*** RECORDED INFORMATION ***

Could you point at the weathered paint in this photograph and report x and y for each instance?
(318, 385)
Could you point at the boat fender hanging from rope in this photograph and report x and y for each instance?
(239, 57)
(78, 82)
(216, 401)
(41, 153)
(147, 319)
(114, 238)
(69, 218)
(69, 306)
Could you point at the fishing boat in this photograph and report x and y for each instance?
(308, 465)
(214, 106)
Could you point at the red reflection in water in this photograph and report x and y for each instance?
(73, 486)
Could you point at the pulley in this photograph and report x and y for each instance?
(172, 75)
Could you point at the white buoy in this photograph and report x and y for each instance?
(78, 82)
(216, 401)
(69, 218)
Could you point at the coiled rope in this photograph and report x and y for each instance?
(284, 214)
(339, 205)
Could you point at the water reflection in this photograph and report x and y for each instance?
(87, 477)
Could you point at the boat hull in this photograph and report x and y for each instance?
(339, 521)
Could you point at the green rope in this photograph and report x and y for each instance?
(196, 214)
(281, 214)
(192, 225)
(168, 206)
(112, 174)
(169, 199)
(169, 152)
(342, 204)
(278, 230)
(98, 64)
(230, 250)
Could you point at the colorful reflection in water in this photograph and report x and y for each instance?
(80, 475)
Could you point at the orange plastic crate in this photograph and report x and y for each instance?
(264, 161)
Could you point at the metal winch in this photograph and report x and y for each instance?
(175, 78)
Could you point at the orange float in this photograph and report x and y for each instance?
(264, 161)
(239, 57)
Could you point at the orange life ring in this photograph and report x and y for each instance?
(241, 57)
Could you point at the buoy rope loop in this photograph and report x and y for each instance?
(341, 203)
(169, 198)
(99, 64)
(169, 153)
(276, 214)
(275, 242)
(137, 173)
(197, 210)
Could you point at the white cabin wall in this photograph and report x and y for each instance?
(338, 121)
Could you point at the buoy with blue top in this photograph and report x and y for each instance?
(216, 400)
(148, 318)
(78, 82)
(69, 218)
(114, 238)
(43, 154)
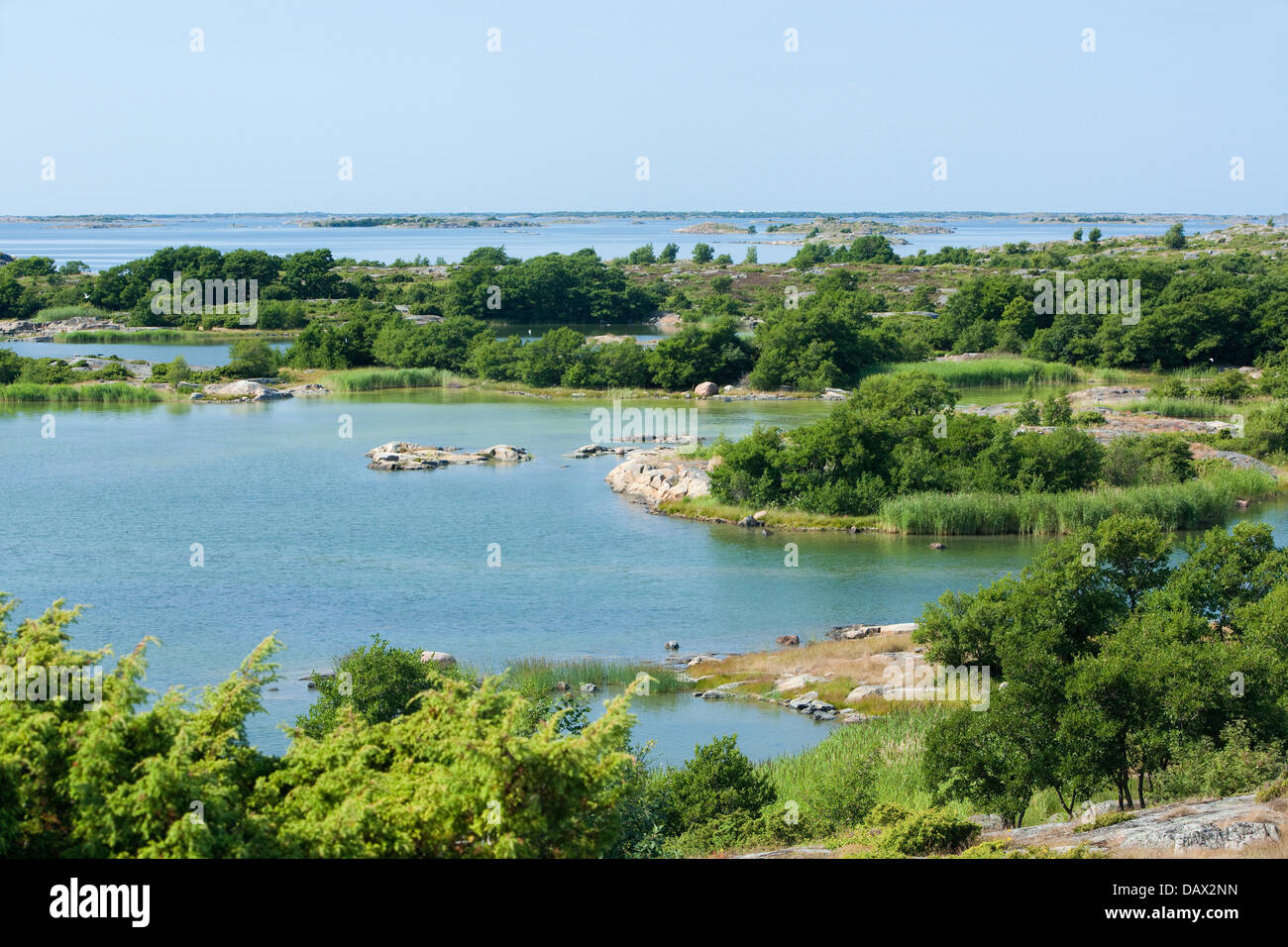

***

## EXERCISE
The lines above must be transcribed exactly, with every picture left out.

## ANSWER TO THE EXERCISE
Could you point at the weathered paint in this photograph and report x and y for each instance?
(318, 385)
Could you point at the boat fender hanging from rope in this photograph and report x and y for each instance?
(239, 57)
(78, 82)
(216, 401)
(41, 153)
(147, 319)
(114, 238)
(69, 218)
(69, 306)
Could you point at the fishing boat in this photograph and report x and y for each instance?
(308, 465)
(214, 106)
Could you point at the red reflection in water in this photograph and report x and y for each instance?
(73, 486)
Could you point at the pulley in this photograph and report x and y for each instance?
(172, 75)
Could you point at the white buoy in this photograph and report x and y for each instance?
(78, 82)
(216, 401)
(69, 218)
Could you point at the coiled rope in this photograph and report x and y for each instance?
(284, 214)
(339, 205)
Could you point at the water reflection in this photograph and report x and y for each instance?
(87, 477)
Could you point at the boat hull in this photograph and report x and y for each instance?
(339, 521)
Could you point at the green rope in this photograph and report x and y for each instance?
(196, 214)
(281, 214)
(192, 225)
(168, 206)
(112, 174)
(169, 199)
(169, 152)
(342, 204)
(278, 230)
(98, 64)
(230, 250)
Could you point at the colorful reflection in water in this photograph and report x and y for each instance?
(80, 475)
Could you point at the orange plastic crate in this photograph and report x and y for each instance?
(264, 161)
Could you point at the metal winch in this photograph and report x and y for each instance?
(175, 78)
Could you point at the orange float in this photograph and report x and y for each instance?
(264, 161)
(239, 57)
Could you point at the orange life ring in this photograph and report x and y for each instance?
(241, 57)
Could you point at the buoy rope loop in this photograph and report x and y for each instance?
(341, 203)
(169, 198)
(99, 64)
(169, 153)
(276, 214)
(275, 242)
(137, 173)
(197, 210)
Could you point at the white cabin wall in this photograph and report x and y for each instance?
(338, 121)
Could you point at the buoy with blue top in this photograph and report x and y for each instance?
(216, 400)
(148, 318)
(78, 82)
(69, 218)
(114, 238)
(43, 154)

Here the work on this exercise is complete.